§ **THE DATA**:
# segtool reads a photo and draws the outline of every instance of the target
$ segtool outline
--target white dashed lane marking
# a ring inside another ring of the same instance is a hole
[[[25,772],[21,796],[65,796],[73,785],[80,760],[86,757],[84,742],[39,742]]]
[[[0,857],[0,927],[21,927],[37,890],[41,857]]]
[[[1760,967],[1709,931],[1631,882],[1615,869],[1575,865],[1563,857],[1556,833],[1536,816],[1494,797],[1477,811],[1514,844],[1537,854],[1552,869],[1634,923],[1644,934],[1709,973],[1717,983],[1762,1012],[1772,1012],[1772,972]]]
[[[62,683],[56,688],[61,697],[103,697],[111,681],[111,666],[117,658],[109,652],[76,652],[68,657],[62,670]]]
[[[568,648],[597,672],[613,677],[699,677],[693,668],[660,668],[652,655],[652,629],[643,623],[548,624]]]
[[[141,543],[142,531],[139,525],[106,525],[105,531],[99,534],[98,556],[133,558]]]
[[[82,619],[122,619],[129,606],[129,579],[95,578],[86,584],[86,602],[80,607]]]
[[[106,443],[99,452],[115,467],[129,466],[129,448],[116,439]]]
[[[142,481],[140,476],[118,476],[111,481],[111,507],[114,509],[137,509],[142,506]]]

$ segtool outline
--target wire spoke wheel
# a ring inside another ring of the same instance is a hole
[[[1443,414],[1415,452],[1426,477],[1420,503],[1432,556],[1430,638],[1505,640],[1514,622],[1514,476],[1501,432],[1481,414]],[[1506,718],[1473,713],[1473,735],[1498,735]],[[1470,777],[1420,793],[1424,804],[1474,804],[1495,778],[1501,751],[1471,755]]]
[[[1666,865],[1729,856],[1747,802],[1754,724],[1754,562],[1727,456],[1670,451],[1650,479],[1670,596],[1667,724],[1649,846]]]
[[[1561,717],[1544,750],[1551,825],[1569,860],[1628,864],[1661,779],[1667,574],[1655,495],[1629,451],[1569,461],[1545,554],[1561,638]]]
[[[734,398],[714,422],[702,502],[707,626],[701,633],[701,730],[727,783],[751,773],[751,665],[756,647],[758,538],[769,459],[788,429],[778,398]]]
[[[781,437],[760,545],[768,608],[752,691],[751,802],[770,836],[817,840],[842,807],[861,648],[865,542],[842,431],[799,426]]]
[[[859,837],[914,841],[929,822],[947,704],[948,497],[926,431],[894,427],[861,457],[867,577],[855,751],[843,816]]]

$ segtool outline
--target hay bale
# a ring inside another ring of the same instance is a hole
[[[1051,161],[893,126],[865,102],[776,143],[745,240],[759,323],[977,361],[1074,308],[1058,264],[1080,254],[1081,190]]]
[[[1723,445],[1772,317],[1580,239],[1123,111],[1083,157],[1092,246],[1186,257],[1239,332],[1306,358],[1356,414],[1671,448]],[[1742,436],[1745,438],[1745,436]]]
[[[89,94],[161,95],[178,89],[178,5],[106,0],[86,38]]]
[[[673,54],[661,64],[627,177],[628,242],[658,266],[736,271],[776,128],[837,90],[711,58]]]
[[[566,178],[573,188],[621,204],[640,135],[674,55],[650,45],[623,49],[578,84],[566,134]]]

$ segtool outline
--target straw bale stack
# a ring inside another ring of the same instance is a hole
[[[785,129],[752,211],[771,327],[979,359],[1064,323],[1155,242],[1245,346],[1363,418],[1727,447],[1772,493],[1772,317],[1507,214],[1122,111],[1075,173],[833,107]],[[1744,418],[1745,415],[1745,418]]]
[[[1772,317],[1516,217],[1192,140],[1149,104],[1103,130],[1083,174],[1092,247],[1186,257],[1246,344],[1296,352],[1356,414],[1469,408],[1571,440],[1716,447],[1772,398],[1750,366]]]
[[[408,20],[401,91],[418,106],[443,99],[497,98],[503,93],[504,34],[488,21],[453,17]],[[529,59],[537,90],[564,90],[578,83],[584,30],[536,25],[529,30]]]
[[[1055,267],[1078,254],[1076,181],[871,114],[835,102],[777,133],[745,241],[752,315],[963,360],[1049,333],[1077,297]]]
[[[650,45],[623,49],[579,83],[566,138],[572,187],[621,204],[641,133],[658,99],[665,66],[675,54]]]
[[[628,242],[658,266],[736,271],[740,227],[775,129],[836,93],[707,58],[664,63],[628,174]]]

§ **YOUR TASK**: Reproduce exactly the line bearing "--target straw bale stack" and all the lines that come after it in the records above; add nothing.

§ **SOLVED EXERCISE**:
--target straw bale stack
# a ring inside another ring of the same instance is a hole
[[[785,129],[752,211],[771,327],[979,359],[1064,323],[1155,242],[1245,346],[1363,418],[1727,447],[1772,493],[1772,317],[1507,214],[1122,111],[1075,173],[833,107]],[[1744,418],[1745,415],[1745,418]]]
[[[1772,317],[1516,217],[1192,140],[1149,104],[1103,130],[1083,174],[1092,247],[1186,257],[1246,344],[1296,352],[1356,414],[1469,408],[1571,440],[1716,447],[1772,398],[1750,366]]]
[[[408,20],[401,91],[418,106],[443,99],[497,98],[503,93],[504,34],[488,21],[453,17]],[[529,59],[537,90],[564,90],[578,83],[584,30],[536,25],[529,30]]]
[[[1055,267],[1078,254],[1076,181],[871,114],[835,102],[777,133],[745,241],[752,315],[963,360],[1049,333],[1077,297]]]
[[[650,45],[623,49],[579,83],[566,138],[572,187],[621,204],[641,133],[658,99],[665,66],[675,54]]]
[[[628,242],[658,266],[736,271],[740,227],[775,129],[836,93],[707,58],[664,63],[628,174]]]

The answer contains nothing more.